### STATED EXERCISE
Please transcribe the data below exactly. Leave the pictures out.

** start **

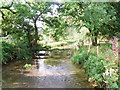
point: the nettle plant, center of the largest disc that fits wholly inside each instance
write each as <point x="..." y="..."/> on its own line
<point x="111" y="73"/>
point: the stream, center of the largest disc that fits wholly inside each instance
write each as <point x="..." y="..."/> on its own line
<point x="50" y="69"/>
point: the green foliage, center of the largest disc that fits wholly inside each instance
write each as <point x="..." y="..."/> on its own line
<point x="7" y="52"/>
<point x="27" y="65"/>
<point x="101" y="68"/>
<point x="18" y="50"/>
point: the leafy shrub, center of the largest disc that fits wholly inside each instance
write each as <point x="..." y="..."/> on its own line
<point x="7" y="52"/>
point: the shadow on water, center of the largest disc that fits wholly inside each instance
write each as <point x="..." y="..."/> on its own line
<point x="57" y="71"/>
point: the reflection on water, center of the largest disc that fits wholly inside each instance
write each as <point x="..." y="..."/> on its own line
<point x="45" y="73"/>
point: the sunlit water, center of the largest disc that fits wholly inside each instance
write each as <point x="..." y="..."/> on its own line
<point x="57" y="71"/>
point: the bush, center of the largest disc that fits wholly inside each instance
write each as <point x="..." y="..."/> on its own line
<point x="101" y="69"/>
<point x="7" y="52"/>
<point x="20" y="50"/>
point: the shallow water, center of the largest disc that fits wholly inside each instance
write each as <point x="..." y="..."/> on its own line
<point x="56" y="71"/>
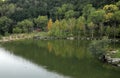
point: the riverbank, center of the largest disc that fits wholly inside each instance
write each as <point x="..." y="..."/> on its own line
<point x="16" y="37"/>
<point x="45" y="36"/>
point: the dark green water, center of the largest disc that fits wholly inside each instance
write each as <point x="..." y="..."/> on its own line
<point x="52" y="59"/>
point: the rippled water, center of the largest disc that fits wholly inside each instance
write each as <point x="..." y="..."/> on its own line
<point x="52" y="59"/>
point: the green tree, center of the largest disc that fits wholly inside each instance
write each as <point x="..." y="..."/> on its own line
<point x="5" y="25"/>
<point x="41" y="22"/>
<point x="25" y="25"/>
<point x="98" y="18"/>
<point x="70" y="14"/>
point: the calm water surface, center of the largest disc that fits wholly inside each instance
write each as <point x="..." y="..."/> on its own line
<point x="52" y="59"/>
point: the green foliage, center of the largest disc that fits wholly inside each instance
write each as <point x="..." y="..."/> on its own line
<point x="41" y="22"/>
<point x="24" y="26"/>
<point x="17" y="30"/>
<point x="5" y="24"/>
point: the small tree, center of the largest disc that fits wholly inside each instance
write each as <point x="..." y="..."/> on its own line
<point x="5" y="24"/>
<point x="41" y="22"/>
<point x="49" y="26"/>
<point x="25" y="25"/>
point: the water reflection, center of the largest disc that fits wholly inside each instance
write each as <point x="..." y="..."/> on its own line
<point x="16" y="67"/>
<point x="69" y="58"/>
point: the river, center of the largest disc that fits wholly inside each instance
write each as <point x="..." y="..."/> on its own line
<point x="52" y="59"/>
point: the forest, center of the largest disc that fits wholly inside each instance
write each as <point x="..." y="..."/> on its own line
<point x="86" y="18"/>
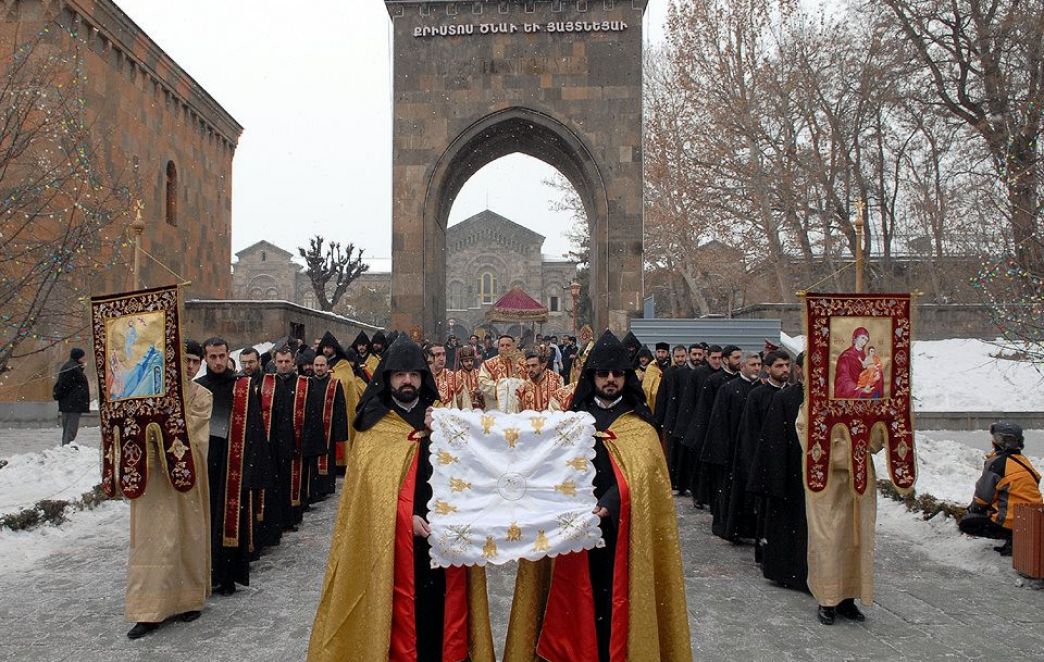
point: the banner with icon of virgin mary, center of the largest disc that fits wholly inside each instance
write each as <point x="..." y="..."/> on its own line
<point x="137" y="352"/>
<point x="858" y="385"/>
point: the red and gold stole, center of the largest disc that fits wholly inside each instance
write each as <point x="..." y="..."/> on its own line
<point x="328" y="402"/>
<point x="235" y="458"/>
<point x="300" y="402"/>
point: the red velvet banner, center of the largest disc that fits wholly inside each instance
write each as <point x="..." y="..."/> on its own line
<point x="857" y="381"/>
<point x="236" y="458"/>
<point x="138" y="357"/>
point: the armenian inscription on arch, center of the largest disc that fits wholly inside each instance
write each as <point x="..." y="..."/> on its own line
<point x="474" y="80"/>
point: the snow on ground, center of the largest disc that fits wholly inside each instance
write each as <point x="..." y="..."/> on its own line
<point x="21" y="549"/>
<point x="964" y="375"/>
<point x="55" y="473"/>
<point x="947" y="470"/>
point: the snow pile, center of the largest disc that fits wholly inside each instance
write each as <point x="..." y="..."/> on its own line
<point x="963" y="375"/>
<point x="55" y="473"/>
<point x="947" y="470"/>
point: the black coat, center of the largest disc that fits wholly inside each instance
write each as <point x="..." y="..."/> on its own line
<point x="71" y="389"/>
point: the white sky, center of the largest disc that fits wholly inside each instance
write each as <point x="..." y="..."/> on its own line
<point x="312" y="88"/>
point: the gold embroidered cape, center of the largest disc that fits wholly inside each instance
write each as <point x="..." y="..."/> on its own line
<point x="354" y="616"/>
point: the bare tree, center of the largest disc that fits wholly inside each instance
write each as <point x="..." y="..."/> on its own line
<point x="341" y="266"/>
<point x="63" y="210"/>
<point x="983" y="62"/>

** end **

### CORRECT OUTPUT
point: the nettle plant, center of the largest disc that fits wholly inside each instance
write each as <point x="..." y="..."/> on its own line
<point x="111" y="73"/>
point: the stream, center of the largest disc that fits wholly inside each instance
write each as <point x="..." y="..."/> on its own line
<point x="50" y="69"/>
point: the green foliage, center of the largest disc that fits wholly inside each instance
write each as <point x="..." y="..."/> on its own line
<point x="7" y="52"/>
<point x="27" y="65"/>
<point x="101" y="68"/>
<point x="18" y="50"/>
point: the leafy shrub, center of the largest disc that fits wholly inside each instance
write each as <point x="..." y="..."/> on its own line
<point x="7" y="52"/>
point: the shadow on water, center of the largest disc that fits wholly inside each instance
write each as <point x="..." y="..."/> on its own line
<point x="57" y="71"/>
point: the reflection on water, center of the largest disc that fits wholly inside each instance
write each as <point x="..." y="..."/> on its own line
<point x="45" y="73"/>
point: the sunlit water, center of the largest disc that fits wholly inside each instance
write each as <point x="..." y="..."/> on its own line
<point x="57" y="71"/>
point: the bush, center of the largest disc that fits wholly inside each instance
write each as <point x="..." y="..."/> on its own line
<point x="101" y="69"/>
<point x="7" y="52"/>
<point x="20" y="50"/>
point: the shallow water, center of the largest disc that fits wholly inside each instance
write each as <point x="..." y="..."/> on its own line
<point x="56" y="71"/>
point: the riverbank, center of the largest disc that fits wholly inside each instance
write each as <point x="..." y="..."/> on its own line
<point x="16" y="37"/>
<point x="45" y="36"/>
point: the dark green water, center of the largest disc that fits wholly inside each instance
write each as <point x="..." y="..."/> on its own line
<point x="52" y="59"/>
point: the rippled water, center of the largest disc that fits wholly inside each instance
write each as <point x="..." y="..."/> on its own line
<point x="52" y="59"/>
point: the green tree, center of the largest disc that fits wholly inside each instance
write each as <point x="..." y="..."/> on its own line
<point x="5" y="25"/>
<point x="41" y="22"/>
<point x="25" y="25"/>
<point x="98" y="18"/>
<point x="70" y="14"/>
point: the calm water surface, center of the largest disc that fits wholly inside each instance
write each as <point x="..." y="..."/> on its own line
<point x="52" y="59"/>
point: the green foliage, center of the largest disc that fits wholly inside each instance
write each as <point x="..." y="..."/> on its own line
<point x="41" y="22"/>
<point x="24" y="26"/>
<point x="17" y="30"/>
<point x="5" y="24"/>
point: the small tree, center of the largest disc that fits wholly inside each instance
write each as <point x="..." y="..."/> on its own line
<point x="5" y="24"/>
<point x="41" y="22"/>
<point x="49" y="26"/>
<point x="25" y="25"/>
point: the water reflection, center of the largest disc that fits wholly inside each instance
write each as <point x="..." y="..."/> on its own line
<point x="16" y="67"/>
<point x="69" y="58"/>
point: the river, center of the largest disc that fits wholly inside each instance
write each as <point x="..." y="..."/> on its own line
<point x="52" y="59"/>
point: the forest, center of the largest disc that fits wholly inside each instance
write each as <point x="..." y="..."/> on its own line
<point x="86" y="18"/>
point: the banner with icon of virgin mary, center of the largest disc that fits wholly inside each instance
write each as <point x="..." y="..."/> on its own line
<point x="137" y="352"/>
<point x="858" y="385"/>
point: the red and gold stole, center of the largest disc that fits wholly inside each instance
write each as <point x="..." y="..."/> on its own line
<point x="328" y="402"/>
<point x="235" y="458"/>
<point x="300" y="402"/>
point: the red velvet banner, center of the largest disc that fits wholly inside each instance
write each as <point x="..." y="..."/> on its own line
<point x="857" y="381"/>
<point x="236" y="458"/>
<point x="138" y="357"/>
point: the armenian inscription on arch, center of the largest disc that fits wholly inside each instance
write each as <point x="..." y="..."/> on its own line
<point x="474" y="80"/>
point: the snow on ground, center of the largest disc that fits wholly inside each instance
write each as <point x="..." y="..."/> on its own line
<point x="21" y="549"/>
<point x="964" y="375"/>
<point x="55" y="473"/>
<point x="947" y="470"/>
point: the snow pile, center of the largest disc that fits wholly inside each instance
write each as <point x="..." y="..."/> on its own line
<point x="963" y="375"/>
<point x="55" y="473"/>
<point x="947" y="470"/>
point: the black coat, center of the largest disc that fits wholly inside each instance
write each as <point x="..." y="..."/> on its own line
<point x="71" y="389"/>
point: the white sky, center of the largest disc that fits wholly inside each instance
write each as <point x="..." y="..."/> on its own line
<point x="312" y="88"/>
point: the gold embroidered cape, center of the largest disc that fits wholly inside each instance
write each as <point x="..." y="..."/> on its own line
<point x="354" y="616"/>
point: the bare tree, center of the largest disc that fits wholly inside each instance
write each as <point x="..." y="..."/> on its own line
<point x="341" y="266"/>
<point x="63" y="210"/>
<point x="983" y="62"/>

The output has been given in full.